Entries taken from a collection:
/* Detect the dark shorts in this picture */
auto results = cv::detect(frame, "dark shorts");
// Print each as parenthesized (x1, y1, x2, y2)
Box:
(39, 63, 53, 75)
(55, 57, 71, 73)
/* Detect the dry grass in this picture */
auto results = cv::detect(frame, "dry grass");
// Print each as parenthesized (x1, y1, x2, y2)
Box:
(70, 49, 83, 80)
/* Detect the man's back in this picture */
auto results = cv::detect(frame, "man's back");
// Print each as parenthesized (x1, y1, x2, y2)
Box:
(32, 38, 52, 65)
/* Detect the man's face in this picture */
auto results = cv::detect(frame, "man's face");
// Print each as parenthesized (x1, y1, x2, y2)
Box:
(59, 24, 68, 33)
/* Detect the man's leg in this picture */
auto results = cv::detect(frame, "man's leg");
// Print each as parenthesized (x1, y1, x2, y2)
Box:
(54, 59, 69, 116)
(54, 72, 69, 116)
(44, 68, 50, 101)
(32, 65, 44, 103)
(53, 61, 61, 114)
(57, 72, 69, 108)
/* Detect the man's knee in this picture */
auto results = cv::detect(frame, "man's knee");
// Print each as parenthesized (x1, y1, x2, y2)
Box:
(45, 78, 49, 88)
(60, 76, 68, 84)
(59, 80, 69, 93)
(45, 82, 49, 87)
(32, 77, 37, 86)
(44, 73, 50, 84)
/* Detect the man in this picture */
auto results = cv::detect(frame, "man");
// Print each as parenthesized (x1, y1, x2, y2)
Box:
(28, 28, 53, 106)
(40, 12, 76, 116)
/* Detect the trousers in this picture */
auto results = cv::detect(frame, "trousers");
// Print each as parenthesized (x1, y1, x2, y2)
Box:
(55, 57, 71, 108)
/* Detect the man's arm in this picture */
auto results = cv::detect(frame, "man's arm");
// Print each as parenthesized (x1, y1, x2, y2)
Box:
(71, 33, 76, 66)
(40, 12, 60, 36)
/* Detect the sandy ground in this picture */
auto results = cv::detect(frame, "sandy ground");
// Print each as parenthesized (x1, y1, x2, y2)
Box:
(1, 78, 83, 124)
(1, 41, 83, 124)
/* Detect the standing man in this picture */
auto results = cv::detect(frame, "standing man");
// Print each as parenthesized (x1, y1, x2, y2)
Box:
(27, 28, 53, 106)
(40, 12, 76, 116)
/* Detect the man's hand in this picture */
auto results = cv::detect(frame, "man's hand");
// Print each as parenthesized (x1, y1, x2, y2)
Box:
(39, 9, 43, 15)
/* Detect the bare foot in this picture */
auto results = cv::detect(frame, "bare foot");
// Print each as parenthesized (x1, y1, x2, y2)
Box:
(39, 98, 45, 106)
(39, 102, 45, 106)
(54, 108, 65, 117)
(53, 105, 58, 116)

* * *

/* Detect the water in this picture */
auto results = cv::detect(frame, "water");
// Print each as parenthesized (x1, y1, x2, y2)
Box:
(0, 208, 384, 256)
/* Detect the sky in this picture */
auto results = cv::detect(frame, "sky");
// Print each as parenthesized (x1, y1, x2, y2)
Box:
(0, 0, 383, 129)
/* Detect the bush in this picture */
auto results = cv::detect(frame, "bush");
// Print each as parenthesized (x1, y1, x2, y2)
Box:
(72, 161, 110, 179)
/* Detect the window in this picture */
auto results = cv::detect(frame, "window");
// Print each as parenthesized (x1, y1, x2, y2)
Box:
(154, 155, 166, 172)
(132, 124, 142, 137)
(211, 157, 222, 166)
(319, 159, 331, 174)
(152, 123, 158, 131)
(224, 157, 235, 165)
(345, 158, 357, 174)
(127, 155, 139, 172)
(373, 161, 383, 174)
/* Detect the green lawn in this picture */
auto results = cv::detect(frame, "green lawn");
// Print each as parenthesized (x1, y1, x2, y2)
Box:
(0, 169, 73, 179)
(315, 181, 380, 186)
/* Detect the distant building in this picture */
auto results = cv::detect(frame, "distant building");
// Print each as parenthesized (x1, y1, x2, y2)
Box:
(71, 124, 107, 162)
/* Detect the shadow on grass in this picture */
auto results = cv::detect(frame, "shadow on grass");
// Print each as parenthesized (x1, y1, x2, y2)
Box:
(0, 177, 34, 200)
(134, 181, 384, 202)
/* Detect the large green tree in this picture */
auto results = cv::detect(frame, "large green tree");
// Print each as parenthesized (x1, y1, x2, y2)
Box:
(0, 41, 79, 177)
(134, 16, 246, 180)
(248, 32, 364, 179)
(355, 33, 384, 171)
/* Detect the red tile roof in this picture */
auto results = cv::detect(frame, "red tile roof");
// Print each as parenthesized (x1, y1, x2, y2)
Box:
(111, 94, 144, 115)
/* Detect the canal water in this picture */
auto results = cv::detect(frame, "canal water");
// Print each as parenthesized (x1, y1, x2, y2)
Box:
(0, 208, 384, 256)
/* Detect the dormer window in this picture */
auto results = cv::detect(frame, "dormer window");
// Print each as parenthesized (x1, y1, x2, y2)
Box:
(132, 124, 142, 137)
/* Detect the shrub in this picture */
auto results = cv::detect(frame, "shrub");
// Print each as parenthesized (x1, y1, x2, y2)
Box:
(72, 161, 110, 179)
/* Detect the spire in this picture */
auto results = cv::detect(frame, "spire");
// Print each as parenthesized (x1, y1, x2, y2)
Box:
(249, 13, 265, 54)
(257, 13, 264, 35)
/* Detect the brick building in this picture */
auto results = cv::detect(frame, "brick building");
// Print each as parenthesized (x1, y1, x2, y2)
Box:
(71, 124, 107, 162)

Aim of the exercise: From the records above, copy each line where the word "window" can be found.

Answer:
/* Detect the window in this picture */
auto results = cv::detect(frame, "window");
/* Detect the dormer window in this picture */
auto results = cv::detect(frame, "dormer window");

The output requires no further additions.